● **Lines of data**
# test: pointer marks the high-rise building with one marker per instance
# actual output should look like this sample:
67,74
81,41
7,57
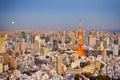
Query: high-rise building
28,38
107,40
13,63
17,48
101,45
58,64
37,44
119,40
55,45
80,51
23,35
92,40
104,55
1,64
115,49
72,38
23,46
2,44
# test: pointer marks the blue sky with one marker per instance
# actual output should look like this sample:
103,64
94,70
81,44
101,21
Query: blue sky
60,14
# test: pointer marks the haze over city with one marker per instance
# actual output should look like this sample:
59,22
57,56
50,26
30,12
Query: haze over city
59,14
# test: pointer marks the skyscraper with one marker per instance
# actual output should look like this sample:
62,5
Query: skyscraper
58,64
2,44
37,44
1,64
80,51
72,38
115,49
92,40
22,45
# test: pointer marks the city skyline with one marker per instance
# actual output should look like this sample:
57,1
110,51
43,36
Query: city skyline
59,15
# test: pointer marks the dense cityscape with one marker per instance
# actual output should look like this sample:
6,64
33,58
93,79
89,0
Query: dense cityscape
59,55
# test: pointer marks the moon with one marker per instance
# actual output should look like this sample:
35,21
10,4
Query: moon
12,22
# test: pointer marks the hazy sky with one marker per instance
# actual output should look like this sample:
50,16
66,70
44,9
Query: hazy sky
60,14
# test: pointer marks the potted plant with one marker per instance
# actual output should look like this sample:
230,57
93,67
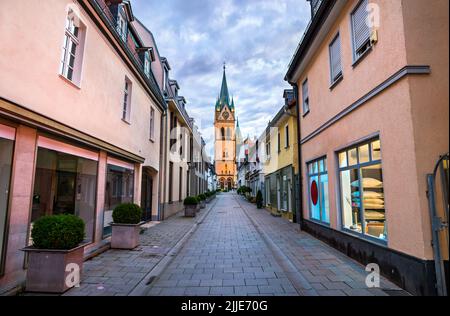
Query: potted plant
190,206
55,260
126,226
202,199
259,199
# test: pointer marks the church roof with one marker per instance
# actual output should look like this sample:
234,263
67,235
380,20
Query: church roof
224,97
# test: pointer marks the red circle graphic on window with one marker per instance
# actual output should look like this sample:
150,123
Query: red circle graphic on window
314,193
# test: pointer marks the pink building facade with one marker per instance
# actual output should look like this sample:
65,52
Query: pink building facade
80,121
371,79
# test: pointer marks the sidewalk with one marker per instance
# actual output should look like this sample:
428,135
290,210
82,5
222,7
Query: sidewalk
323,269
118,272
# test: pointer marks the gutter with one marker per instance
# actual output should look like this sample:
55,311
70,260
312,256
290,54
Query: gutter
299,214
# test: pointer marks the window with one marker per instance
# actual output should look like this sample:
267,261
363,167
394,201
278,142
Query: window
360,30
279,142
122,25
335,59
65,184
147,63
268,149
318,191
71,56
119,189
305,94
126,107
152,124
362,193
170,182
286,136
6,154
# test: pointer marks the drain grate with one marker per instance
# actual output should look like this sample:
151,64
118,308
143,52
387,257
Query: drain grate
150,280
392,292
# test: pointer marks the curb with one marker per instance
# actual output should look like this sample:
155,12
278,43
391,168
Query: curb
143,287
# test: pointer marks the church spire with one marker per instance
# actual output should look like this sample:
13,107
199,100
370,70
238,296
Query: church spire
224,94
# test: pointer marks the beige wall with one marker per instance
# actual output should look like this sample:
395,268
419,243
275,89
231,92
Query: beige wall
411,116
428,44
387,57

● **Written request**
Print out the material word for word, omitting the pictures.

● **Final result**
# test: pointer marks the high-rise building with one marker per instance
# actual output should look like this sample:
67,74
81,41
7,57
Query: high-rise building
28,38
107,40
13,63
17,48
101,45
58,64
37,44
119,40
55,45
80,51
23,35
92,40
104,55
1,64
115,49
72,38
23,46
2,44
# test: pointer marks the blue sky with one marker per instance
# actual output should look like this sample:
103,64
94,70
81,44
101,21
Query: blue sky
60,14
# test: pointer marks the haze over city with one marker per instance
# actual output should look like this sample:
59,22
57,56
50,26
30,12
Query: haze over city
59,14
# test: pointer marks the skyscraper with one marker per instance
# actual output should look like this sample:
62,5
Query: skyscraper
58,64
2,44
37,44
1,64
80,51
72,38
115,49
92,40
22,45
# test: pointer marks the city skyline with one marker per instance
# actual output should look like this sample:
57,1
110,51
43,36
Query: city skyline
59,15
# test: pointer marks the dense cityscape with one marker per instance
# actual output should look like this sample:
6,64
33,58
93,79
89,0
Query: dense cityscape
59,55
# test: pointer marks the moon with one marker per instance
# actual output should look like this sample:
35,21
10,4
Query: moon
12,22
# test: pointer marks the hazy sky with one marker per instance
# actual output should look like this sample:
50,16
66,70
44,9
Query: hazy sky
60,14
# test: pointer marks the potted plant with one marker per instance
# actual output should look like this sample:
230,57
93,67
Query: potted plant
190,206
55,260
126,226
202,199
259,199
# test: pointer marks the church roof with one marker per instance
# actual output should look like this sample:
234,263
67,235
380,20
Query: church roof
224,97
# test: pointer marks the red circle graphic on window with one marker per instance
# actual output should look like this sample:
150,123
Query: red circle graphic on window
314,193
# test: pointer marks the pink building facade with one marker per instance
# actual output should look like this sample:
65,52
Query: pink building facade
80,121
371,79
# test: pointer marks the sidewalk with one marker per instance
# actual output should look like this sample:
428,135
290,210
82,5
222,7
Query: sidewalk
323,269
118,272
# test: pointer marks the gutter with one marker per instance
# actual output should look like this sample:
55,311
70,260
312,256
290,54
Query: gutter
299,214
# test: pointer marks the window with one marker per instance
# actual output should look like this sample:
267,261
363,167
394,201
278,142
Query: window
360,30
279,142
122,25
335,59
65,184
147,63
268,149
318,191
71,56
119,189
305,94
126,107
152,124
362,193
170,182
286,136
6,154
# test: pointer marks the drain grate with one marker per instance
# actual output should look like this sample:
151,64
118,308
143,52
387,257
Query: drain grate
150,280
392,292
# test: pointer marks the curb with one marker per instance
# actual output should look like this sample:
155,12
278,43
391,168
Query: curb
143,287
# test: pointer marks the church spire with one marker per instance
# actual output should look like this sample:
13,107
199,100
370,70
238,296
Query: church spire
224,94
# test: pointer marks the beige wall with one marker per instance
# actual output should look like this sample:
395,268
419,243
275,89
231,92
Query: beige wall
411,116
428,44
387,57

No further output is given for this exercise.